Orson’s conversation was often surreal and always cryptic. Either you picked up on it or you were left out. At one point, he asked me to intervene on his behalf with Johnny Carson because there had been a “misunderstanding” between them and he was no longer asked to go on The Tonight Show and his lecture fees had, presumably, plummeted. I intervened. Carson was astonished. There was no problem that he knew of. I reported this to Orson in the course of one of our regular lunches at a French restaurant in Hollywood where Orson always sat in a vast chair to the right of the door. There was a smaller chair for one guest and an even smaller chair for a totally unprincipled small black poodle called Kiki.

“There is more to this than Johnny will ever tell you,” he rumbled. “Much, much more. Why,” he turned to the waiter with small cold eyes, “do you keep bringing me a menu when you know what I must eat. Grilled fish.” The voice boomed throughout the room. “And iced tea. How I hate grilled fish! But doctor’s orders. I’ve lost twenty pounds. No one ever believes this. But then no one ever believes I hardly eat anything.” He was close to four hundred pounds at the time of our last lunch in 1982. He wore bifurcated tents to which, rather idly, lapels, pocket flaps, buttons were attached in order to suggest a conventional suit. He hated the fat jokes that he was obliged to listen to—on television at least—with a merry smile and an insouciant retort or two, carefully honed in advance. When I asked him why he didn’t have the operation that vacuums the fat out of the body, he was gleeful. “Because I have seen the results of liposuction when the operation goes wrong. It happened to a woman I know. First, they insert the catheter in the abdomen, subcutaneously.” Orson was up on every medical procedure. “The suction begins and the fat—it looks like yellow chicken fat. You must try the chicken here. But then the fat—hers not the chicken’s—came out unevenly. And so where once had been a Rubensesque torso, there was now something all hideously rippled and valleyed and canyoned like the moon.” He chuckled and, as always, the blood rose in his face, slowly, from lower lip to forehead until the eyes vanished in a scarlet cloud, and I wondered, as always, what I’d do were he to drop dead of stroke.

• _Input data_
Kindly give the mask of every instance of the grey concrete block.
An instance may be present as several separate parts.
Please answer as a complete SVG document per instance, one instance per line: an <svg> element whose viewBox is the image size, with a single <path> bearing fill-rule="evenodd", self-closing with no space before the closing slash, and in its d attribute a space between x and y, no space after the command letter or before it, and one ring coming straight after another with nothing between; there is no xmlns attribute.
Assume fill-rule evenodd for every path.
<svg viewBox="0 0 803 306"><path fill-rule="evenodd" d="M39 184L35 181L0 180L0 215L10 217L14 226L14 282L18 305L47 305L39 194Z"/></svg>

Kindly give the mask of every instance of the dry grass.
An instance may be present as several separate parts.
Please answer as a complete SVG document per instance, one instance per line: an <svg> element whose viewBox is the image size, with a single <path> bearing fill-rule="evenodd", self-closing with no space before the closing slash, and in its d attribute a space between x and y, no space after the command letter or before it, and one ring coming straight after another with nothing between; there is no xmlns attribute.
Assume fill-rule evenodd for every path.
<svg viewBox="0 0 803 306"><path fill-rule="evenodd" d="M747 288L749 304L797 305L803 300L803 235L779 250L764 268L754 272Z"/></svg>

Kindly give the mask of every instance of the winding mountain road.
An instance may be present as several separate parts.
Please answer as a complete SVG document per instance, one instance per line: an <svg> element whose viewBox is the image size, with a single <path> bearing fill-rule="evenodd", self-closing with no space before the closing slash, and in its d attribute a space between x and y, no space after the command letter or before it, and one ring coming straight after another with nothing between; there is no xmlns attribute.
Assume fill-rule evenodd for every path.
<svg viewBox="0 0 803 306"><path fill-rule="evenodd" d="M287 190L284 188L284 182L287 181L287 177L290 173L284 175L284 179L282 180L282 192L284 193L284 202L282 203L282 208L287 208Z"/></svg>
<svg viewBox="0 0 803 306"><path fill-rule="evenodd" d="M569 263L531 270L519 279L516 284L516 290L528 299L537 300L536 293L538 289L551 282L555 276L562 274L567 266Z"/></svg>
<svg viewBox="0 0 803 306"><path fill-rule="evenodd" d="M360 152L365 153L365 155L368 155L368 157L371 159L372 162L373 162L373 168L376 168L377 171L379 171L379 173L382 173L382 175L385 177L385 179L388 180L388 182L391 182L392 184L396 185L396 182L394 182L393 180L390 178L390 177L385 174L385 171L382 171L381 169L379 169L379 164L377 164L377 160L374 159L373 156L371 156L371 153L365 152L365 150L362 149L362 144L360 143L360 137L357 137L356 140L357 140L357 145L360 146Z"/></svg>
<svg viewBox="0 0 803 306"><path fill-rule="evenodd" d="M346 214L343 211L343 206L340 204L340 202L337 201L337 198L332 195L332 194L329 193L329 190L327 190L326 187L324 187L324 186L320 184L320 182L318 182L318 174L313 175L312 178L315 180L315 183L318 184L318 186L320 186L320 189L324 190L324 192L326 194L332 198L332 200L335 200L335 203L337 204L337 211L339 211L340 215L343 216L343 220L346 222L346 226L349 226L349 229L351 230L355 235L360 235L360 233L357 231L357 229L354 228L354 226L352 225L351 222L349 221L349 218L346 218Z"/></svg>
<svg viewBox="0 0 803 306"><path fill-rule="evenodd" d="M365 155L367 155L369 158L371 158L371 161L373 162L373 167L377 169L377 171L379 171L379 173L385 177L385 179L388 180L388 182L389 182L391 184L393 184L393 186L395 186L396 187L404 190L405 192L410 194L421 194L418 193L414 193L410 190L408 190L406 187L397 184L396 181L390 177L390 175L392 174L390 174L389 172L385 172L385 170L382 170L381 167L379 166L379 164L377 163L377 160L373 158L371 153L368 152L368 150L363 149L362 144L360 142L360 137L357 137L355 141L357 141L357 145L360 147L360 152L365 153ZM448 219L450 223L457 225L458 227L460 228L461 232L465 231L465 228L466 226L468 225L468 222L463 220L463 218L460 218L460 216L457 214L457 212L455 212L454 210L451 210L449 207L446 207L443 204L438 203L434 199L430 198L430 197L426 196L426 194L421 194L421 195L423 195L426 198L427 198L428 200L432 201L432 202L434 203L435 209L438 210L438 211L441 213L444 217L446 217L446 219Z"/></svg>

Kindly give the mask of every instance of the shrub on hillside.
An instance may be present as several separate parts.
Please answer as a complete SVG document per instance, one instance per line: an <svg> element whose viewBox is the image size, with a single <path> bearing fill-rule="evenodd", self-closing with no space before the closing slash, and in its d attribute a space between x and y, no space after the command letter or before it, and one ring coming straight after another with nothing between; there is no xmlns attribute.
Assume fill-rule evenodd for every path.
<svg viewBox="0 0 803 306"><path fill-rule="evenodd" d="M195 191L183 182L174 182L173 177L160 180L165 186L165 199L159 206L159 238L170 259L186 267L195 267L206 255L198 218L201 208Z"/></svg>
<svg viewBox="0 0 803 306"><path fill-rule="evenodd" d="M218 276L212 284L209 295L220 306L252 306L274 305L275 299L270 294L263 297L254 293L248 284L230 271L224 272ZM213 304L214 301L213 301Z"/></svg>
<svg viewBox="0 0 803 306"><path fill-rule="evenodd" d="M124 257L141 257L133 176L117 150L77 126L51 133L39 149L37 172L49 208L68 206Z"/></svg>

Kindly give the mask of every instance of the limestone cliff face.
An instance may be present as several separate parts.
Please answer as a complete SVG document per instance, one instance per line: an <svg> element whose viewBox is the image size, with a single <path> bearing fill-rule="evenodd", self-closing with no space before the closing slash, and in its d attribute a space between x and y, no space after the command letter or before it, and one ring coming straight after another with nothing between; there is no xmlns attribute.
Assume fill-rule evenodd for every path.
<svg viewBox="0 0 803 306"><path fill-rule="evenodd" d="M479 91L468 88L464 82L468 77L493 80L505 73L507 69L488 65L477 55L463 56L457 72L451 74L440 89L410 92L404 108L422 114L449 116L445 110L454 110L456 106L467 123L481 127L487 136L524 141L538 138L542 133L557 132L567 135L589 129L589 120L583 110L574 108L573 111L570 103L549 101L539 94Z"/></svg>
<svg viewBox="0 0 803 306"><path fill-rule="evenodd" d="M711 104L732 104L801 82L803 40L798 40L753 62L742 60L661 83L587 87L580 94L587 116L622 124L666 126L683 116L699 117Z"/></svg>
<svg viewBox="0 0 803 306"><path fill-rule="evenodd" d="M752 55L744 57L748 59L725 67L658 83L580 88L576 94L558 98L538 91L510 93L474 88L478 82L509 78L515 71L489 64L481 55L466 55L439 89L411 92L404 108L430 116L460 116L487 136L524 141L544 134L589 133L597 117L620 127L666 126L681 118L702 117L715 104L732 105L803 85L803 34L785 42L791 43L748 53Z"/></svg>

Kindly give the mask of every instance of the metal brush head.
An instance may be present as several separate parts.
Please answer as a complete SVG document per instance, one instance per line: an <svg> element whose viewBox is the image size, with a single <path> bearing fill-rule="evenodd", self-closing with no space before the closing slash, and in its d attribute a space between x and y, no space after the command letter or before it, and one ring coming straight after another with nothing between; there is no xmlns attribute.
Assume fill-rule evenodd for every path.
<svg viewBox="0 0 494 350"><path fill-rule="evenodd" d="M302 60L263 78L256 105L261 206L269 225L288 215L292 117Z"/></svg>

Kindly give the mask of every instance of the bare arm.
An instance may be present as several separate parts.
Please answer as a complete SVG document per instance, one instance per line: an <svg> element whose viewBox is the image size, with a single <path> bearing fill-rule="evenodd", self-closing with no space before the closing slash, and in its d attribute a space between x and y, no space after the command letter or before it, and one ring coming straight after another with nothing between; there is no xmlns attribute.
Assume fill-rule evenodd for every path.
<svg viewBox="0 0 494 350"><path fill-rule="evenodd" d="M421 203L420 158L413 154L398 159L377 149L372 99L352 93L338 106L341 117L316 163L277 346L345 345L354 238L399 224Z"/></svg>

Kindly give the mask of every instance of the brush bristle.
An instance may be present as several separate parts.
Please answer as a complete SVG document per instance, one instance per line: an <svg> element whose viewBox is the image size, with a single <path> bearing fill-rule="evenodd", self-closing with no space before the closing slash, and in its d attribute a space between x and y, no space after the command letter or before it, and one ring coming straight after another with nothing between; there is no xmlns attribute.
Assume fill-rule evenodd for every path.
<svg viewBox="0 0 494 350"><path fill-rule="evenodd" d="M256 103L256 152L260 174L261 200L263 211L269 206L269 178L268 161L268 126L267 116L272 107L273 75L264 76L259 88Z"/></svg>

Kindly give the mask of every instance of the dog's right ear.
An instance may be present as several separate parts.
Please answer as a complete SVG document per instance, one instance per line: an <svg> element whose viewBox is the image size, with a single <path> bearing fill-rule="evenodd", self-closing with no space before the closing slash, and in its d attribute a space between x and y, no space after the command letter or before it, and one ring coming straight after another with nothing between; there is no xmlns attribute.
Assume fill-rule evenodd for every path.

• _Exercises to complete_
**A)** From the passage about Orson, quote the part that opens with the words containing "Orson’s conversation was" and closes with "poodle called Kiki.".
**B)** In the passage about Orson, what was the name of the poodle that had its own chair at the restaurant lunches?
The records have no connection to the passage about Orson.

• _Answer section_
**A)**
Orson’s conversation was often surreal and always cryptic. Either you picked up on it or you were left out. At one point, he asked me to intervene on his behalf with Johnny Carson because there had been a “misunderstanding” between them and he was no longer asked to go on The Tonight Show and his lecture fees had, presumably, plummeted. I intervened. Carson was astonished. There was no problem that he knew of. I reported this to Orson in the course of one of our regular lunches at a French restaurant in Hollywood where Orson always sat in a vast chair to the right of the door. There was a smaller chair for one guest and an even smaller chair for a totally unprincipled small black poodle called Kiki.

**B)** Kiki